### TEXT SECTION
· · · · · · ·
Kamel Daoud and the Rape of Europa
- February 20, 2016
I’m a big fan of the Algerian novelist Kamel Daoud’s The Meursault Investigation, which I read last year. It was a brilliant deconstruction of L’Etranger, which movingly and provocatively imagined the voice of the Arab colonial subject that was missing from the Camus’s novel.
In doing so, it invited Camus’s readers to re-think the essential assumptions of a novel generally considered to a triumphant expression of 20th century humanism, and exposed the narrow prism through which Camus viewed colonial Algerian society, and which reduced its non-French members to props and bystanders in a supposedly universal existential fable.
The result was a combination of homage/critique and essential companion piece to Camus’s novel, which fused a profound meditation on the impact of French colonialism and French culture on Algerian society with an equally unsparing overview of the failings of post-colonial Algerian history, from the War of Independence to the Islamist surge of the late 1980s and the bloody civil war that followed.
· · · · · · ·
### WHAT THE TASK ASKS
List the episodes of Algerian history that the Kamel Daoud post names as part of the overview of post-colonial failings.

### SUPPLIED INFORMATION
· · · · · · ·
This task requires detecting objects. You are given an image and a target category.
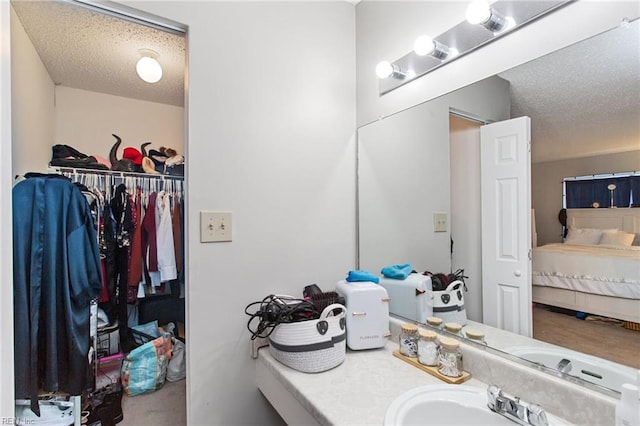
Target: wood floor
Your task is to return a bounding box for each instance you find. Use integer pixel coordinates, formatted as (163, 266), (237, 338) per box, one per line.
(533, 304), (640, 369)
· · · · · · ·
### ANSWER BOX
- the War of Independence
- the Islamist surge of the late 1980s
- the bloody civil war that followed